In terms of which OGC APIs the server actually support accessing as a client, there is not yet a clear mechanism how to specify that. It would certainly make sense to clarify that. Potentially as parameters to the collection-input requirement class at /conformance at a global level, or extending the process description with that information. In the meantime, the server can return a useful feedback error so that the user at least knows why an execution request failed, and which APIs are supported or not supported .

If the requirement is to support all by default, that's a pretty steep requirement.

The requirement is for the API to support at least one of the OGC API data access mechanism.
See Requirement 6:

A The Implementation SHALL support accessing local collections (as defined by OGC API — Common — Part 2: Geospatial data) accessible using at least one OGC API data access mechanisms (e.g., OGC API — Tiles, Coverages, DGGS, Features, EDR, Maps) as an input to a process.

About:

How to load from other data source? Would a STAC API fall under loading from OGC API Collections? As STAC API is based on Features, would this only load the "Features" (i.e. the STAC metadata)?

(Saved entries)
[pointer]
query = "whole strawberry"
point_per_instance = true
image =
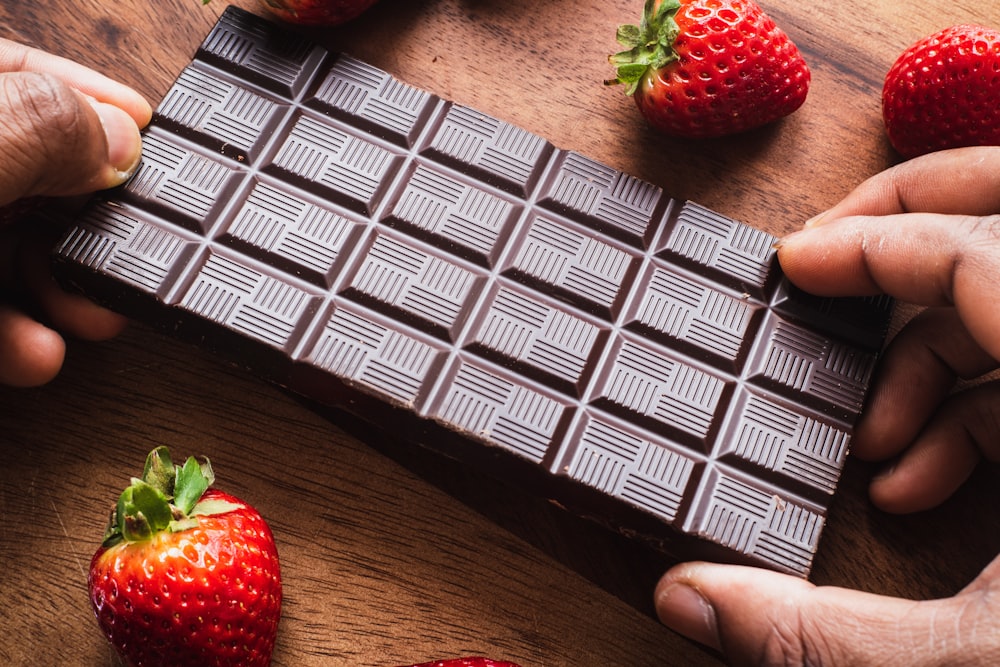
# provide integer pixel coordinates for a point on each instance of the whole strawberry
(186, 575)
(944, 92)
(709, 68)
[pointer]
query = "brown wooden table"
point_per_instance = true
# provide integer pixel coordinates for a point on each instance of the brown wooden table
(393, 556)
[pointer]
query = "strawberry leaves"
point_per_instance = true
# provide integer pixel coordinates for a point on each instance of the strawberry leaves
(649, 45)
(166, 497)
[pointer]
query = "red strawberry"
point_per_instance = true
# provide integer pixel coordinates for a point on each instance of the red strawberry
(317, 12)
(186, 575)
(709, 68)
(944, 92)
(466, 662)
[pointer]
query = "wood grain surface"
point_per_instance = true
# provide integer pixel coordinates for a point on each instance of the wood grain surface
(390, 555)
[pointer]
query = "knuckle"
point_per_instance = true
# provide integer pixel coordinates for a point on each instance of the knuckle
(799, 640)
(44, 120)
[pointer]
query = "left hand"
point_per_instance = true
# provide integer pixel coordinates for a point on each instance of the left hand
(927, 232)
(64, 130)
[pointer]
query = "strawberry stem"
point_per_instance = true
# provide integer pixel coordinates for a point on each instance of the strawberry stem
(165, 498)
(649, 45)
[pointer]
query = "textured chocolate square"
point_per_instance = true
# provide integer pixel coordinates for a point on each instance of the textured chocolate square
(470, 287)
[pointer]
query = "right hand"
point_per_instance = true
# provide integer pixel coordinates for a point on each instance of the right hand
(927, 232)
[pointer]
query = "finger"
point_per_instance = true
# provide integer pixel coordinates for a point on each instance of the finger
(16, 57)
(758, 617)
(926, 259)
(916, 373)
(945, 453)
(55, 141)
(961, 181)
(30, 353)
(69, 313)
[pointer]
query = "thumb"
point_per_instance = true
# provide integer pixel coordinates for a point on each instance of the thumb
(758, 617)
(57, 141)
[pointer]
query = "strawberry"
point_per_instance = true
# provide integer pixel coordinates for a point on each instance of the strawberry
(466, 662)
(944, 92)
(317, 12)
(186, 575)
(709, 68)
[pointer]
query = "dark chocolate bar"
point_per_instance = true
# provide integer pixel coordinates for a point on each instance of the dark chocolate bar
(468, 286)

→ **SHORT EXERCISE 1**
Can you write out everything in the OGC API discussion from "The requirement is for" down to "the STAC metadata)?", word for word?
→ **SHORT EXERCISE 2**
What would come next in the OGC API discussion? Write the continuation, picking up after its final line.

→ **RESPONSE 1**
The requirement is for the API to support at least one of the OGC API data access mechanism.
See Requirement 6:

A The Implementation SHALL support accessing local collections (as defined by OGC API — Common — Part 2: Geospatial data) accessible using at least one OGC API data access mechanisms (e.g., OGC API — Tiles, Coverages, DGGS, Features, EDR, Maps) as an input to a process.

About:

How to load from other data source? Would a STAC API fall under loading from OGC API Collections? As STAC API is based on Features, would this only load the "Features" (i.e. the STAC metadata)?

→ **RESPONSE 2**
Like I mentioned for Records above, STAC is about metadata. The idea is likely to load the relevant scenes described by the catalog as a single coverage, in effect wanting to load the "data" referenced by STAC rather than just the image footprints as vector features. This is one of the thing that the Coverage Scenes requirement class tries to clarify -- supporting the same data model and type of queries as STAC, but having this STAC API at /collection/{collectionId}/scenes instead of at /items which avoids the confusion with vector features. Perhaps we can clarify Collection Input to say that STAC collections could be identified as such and the behavior in that case for implementations that can work as a STAC client should be to access the scenes as coverage data rather than as a collection of vector features?

Is there a way to load from static STAC or static Records catalogs?

If the goal is to load spatiotemporal data (e.g., coverage scenes), it should be clear that this is what is intended. Perhaps my suggestion above to clarify that a collection of STAC scene metadata should be loaded as coverage data input would address this?

I'm not sure whether there would be a use case to extend this collection input to non-spatiotemporal data. The Collection Input/Output mechanisms are really about this idea of spatiotemporal datacubes (a collection is a coverage / is a data cube).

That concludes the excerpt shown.